Dataset entries
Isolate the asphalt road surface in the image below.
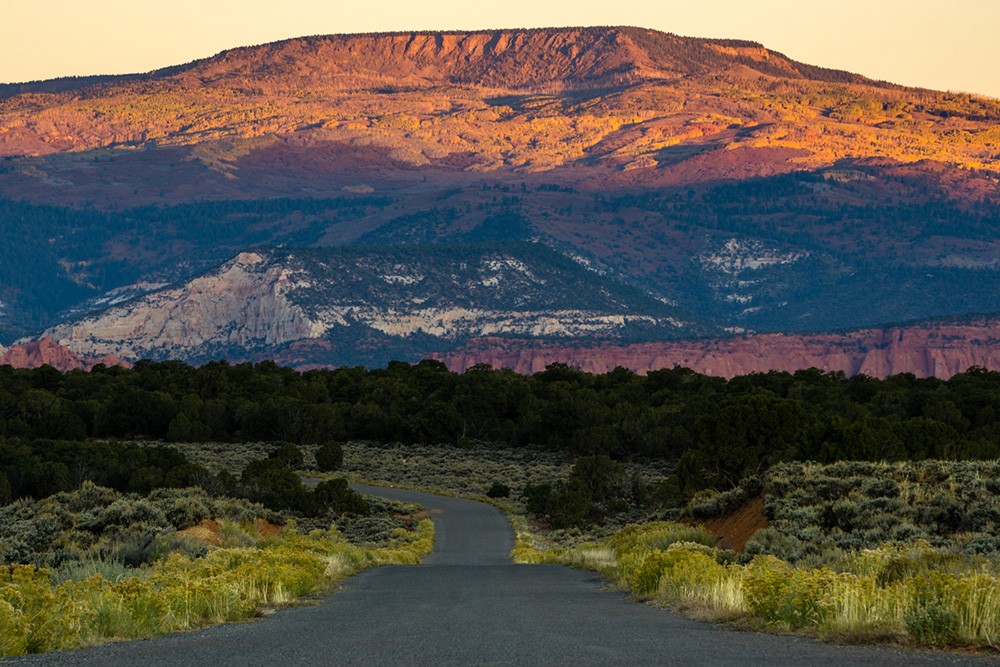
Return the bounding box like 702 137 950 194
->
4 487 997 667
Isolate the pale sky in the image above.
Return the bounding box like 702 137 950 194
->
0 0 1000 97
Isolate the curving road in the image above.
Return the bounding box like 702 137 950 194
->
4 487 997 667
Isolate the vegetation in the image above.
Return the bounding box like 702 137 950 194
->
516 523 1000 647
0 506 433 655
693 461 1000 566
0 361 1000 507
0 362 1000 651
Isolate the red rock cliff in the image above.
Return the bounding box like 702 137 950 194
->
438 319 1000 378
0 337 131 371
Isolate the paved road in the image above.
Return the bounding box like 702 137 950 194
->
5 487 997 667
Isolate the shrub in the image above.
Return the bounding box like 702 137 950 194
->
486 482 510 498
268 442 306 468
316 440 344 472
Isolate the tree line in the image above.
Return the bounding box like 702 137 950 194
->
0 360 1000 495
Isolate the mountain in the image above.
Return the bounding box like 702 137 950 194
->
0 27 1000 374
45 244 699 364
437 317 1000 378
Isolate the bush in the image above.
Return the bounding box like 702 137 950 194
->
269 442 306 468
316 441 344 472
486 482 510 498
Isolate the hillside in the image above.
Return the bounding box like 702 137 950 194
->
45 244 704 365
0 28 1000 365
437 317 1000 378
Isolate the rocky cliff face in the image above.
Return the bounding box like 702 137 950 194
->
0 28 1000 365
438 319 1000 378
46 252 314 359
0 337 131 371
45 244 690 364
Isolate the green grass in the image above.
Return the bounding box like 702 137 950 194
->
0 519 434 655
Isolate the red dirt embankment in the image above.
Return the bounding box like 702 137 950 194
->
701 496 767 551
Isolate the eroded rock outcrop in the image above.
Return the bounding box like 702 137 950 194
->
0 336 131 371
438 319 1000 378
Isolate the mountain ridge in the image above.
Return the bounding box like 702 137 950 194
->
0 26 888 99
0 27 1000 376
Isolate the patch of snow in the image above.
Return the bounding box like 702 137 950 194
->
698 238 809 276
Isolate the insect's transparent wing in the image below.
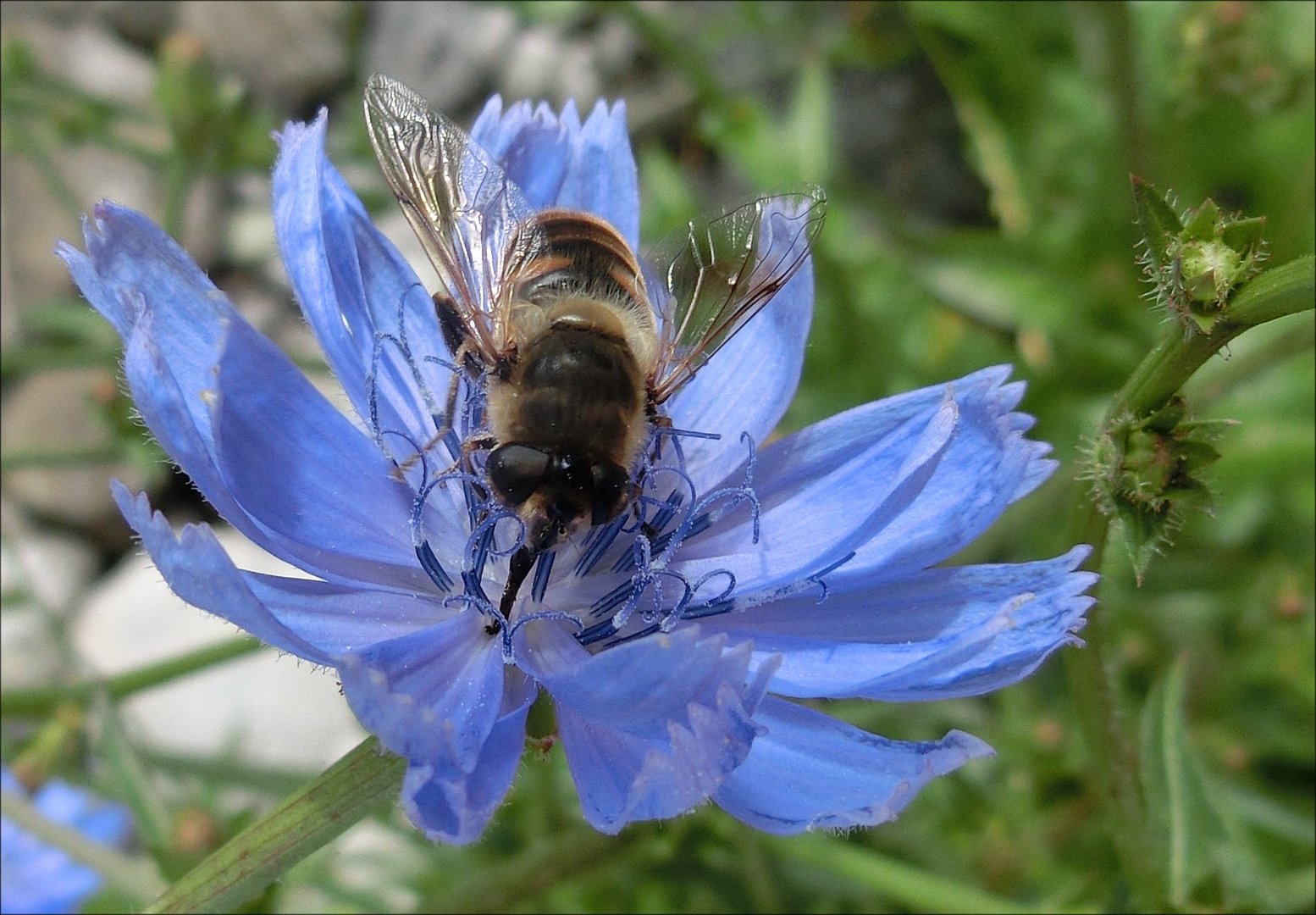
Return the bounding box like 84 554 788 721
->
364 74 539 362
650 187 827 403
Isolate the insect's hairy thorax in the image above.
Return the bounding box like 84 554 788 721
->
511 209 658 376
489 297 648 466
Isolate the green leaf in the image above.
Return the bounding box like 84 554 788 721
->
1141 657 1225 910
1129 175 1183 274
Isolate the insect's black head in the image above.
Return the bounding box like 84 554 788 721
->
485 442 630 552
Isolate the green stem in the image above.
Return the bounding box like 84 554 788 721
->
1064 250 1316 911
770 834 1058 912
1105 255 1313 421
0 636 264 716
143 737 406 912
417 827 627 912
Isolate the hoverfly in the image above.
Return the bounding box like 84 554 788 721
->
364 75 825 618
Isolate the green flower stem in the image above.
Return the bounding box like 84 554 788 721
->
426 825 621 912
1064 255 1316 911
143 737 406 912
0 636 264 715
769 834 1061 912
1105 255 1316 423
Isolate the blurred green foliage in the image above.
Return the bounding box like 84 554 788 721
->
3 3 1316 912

* TO DO:
Pick out every line of the items above that contains the word "insect" and copy each one in full. Case matters, so match only that exact capitalization.

* SOLUTION FOR THIS EXERCISE:
Isolate the insect's transparent wing in the image below.
Isolate the insect's hairy thorax in the image above.
Isolate the insect's black head in the image above.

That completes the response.